======== Supplied text ========
Showing posts with label collecting. Show all posts
Showing posts with label collecting. Show all posts

Wednesday, May 8, 2019

The Kindness of Fellow Bloggers

This arrived in my email box earlier this week from a fellow blogger:
"Hi, Cheryl... Just wanted to check in to see if all is okay.  Haven't heard from you for a while and was a bit worried."


Receiving that message reminded me of two things:

1. I can't let my blog go when things get busy around here, and
2. The friends I've made through this blog over the years are the BEST!


Somehow, time seems to have sped up since we returned from our road trip last month. First there was Easter.

I have no idea why I felt compelled to make 23 Easter baskets, but I did. So no blogging that week! While going through the Easter stuff, I came upon this old photo of my sisters and I all dressed up for Easter 1954. Do you remember that we all wore "Spring coats", hats and gloves on Easter? And corsages, of course.

Andi, Nancy & Cheryl, Newington, CT,  Easter 1954
"The Stunning Smith Sisters"


The week after Easter, was spent with our grandchildren. They live in Brooklyn, NY and love to come to Maine. Our granddaughter wanted to "do crafts" so here's what we did together.


Do you remember weaving potholders as a kid? My sisters and I would weave them by the hour and then either give them as gifts or try to sell them to the neighbors for 25 cents each.  Happy memories. Our granddaughter picked it up quickly and made lots of potholders to take home!


After a week with kids (fun but exhausting!), we decided to take a quiet ride up the coast of Maine for a couple of days. just to get away.


We love the mid-Coast so that's where we headed, stopping to visit friends along the way.  Our Searsport friends have goats. The baby (above) is only 12 weeks old and so cute. When she cries for her mother, she sounds just like a human baby.
======== Recorded information ========
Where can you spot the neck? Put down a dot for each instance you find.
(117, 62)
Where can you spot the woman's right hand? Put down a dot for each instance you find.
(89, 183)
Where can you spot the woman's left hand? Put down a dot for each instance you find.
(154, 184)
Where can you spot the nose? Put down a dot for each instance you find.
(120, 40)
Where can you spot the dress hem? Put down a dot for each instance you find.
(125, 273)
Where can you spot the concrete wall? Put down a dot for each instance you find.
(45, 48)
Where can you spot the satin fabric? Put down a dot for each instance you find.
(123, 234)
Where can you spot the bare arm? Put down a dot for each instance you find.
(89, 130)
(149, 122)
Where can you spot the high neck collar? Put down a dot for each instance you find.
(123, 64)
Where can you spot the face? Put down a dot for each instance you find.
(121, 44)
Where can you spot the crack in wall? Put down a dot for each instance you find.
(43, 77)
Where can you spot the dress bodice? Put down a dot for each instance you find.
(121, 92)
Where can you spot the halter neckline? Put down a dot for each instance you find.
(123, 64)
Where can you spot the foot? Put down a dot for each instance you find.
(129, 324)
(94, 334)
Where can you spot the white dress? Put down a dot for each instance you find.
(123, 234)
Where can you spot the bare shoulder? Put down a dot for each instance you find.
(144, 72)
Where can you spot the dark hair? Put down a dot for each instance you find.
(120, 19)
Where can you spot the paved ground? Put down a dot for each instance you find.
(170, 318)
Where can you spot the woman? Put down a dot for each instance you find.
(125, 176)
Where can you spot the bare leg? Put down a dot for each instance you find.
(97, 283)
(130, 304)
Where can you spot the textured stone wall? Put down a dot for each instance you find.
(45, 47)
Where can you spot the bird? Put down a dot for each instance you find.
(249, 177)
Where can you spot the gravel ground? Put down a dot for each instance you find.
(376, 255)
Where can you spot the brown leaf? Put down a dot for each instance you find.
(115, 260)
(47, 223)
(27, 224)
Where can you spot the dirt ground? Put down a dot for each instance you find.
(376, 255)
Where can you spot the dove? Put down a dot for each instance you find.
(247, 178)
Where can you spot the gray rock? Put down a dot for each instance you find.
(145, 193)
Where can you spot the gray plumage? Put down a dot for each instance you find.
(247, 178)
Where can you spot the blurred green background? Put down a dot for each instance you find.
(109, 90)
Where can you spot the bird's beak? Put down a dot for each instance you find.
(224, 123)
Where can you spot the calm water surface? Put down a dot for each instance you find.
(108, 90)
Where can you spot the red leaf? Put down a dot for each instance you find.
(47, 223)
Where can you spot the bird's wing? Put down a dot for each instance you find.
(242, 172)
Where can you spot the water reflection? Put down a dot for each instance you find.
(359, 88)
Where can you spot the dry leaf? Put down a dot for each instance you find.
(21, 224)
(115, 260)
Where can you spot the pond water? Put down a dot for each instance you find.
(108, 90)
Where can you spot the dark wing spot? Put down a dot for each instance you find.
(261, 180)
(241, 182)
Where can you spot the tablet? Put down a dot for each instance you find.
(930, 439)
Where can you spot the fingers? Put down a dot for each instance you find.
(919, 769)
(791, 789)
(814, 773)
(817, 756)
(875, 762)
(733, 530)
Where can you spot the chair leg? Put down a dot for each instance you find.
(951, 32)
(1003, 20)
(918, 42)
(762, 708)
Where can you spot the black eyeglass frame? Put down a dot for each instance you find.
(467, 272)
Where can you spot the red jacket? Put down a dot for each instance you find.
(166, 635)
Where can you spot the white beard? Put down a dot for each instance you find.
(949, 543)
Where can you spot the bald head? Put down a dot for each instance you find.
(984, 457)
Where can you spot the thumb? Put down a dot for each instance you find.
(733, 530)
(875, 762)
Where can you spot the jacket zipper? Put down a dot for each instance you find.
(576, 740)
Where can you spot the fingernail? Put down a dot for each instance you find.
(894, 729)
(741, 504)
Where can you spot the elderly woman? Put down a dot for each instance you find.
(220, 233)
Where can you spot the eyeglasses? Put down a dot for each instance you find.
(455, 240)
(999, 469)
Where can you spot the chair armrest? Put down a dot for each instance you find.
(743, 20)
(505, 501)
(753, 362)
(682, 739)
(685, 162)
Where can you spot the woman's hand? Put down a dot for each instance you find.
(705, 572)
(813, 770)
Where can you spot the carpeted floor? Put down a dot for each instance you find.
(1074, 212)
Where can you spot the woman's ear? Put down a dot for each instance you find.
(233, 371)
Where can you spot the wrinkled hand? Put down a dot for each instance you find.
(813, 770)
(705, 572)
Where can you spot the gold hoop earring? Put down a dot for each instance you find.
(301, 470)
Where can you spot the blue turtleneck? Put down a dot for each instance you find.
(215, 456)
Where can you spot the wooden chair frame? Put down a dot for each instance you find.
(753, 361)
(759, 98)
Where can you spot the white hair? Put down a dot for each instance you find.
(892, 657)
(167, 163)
========
__Required action A__.
Copy the passage of the blog post between "I have no idea" and "to take home!", inclusive.
__Required action B__.
According to the blog post, how many Easter baskets did the blogger make?
__Required action C__.
Continue the blog post about the busy spring after the road trip, picking up right after its final sentence.

__Written answer A__.
I have no idea why I felt compelled to make 23 Easter baskets, but I did. So no blogging that week! While going through the Easter stuff, I came upon this old photo of my sisters and I all dressed up for Easter 1954. Do you remember that we all wore "Spring coats", hats and gloves on Easter? And corsages, of course.

Andi, Nancy & Cheryl, Newington, CT,  Easter 1954
"The Stunning Smith Sisters"


The week after Easter, was spent with our grandchildren. They live in Brooklyn, NY and love to come to Maine. Our granddaughter wanted to "do crafts" so here's what we did together.


Do you remember weaving potholders as a kid? My sisters and I would weave them by the hour and then either give them as gifts or try to sell them to the neighbors for 25 cents each.  Happy memories. Our granddaughter picked it up quickly and made lots of potholders to take home!

__Written answer B__.
23

__Written answer C__.
Our friends also own a campground. I've offered to help out the past few years ordering and organizing the campground store. The floor is freshly painted and it looks beautiful now - just very empty. So, I've been busy getting ideas from places like Pinterest and Etsy for things we need to order asap.

I love to make things, decorate, shop, and hit the flea markets so thinking of ideas for things to sell and unique ways to display them is actually fun for me. But it has been another distraction that's kept me from blogging.
While we were on out getaway, we stopped for our first fried clams of the season. So good! And, just for old time's sake, we shared a root beer float to go with them. Delicious! Sadly, my Weight Watchers meeting was the day after we got back. Those clams cost me two pounds that I have to get off this week but they were so worth it!


On the way home, we stopped at an antique shop we like. Being downsized I try not to buy much these days but I couldn't resist these four M.A. Hadley Berry plates. I've collected M.A. Hadley since I worked part-time at the Yankee Peddler Country Store in Connecticut when my kids were little. They sold her hand painted pottery and I coveted it. I couldn't afford even one piece then so now I can't help treating myself to it once in awhile.


When we got home, I found yet another reason to put off catching up on my blog: I decided to start digitizing the thousands of slides we had stored away from our college graduation through our children's early childhoods. Remember the boxes of Carousels that seemed so high-tech back in the day? Again, I have no idea what possessed me to do this now.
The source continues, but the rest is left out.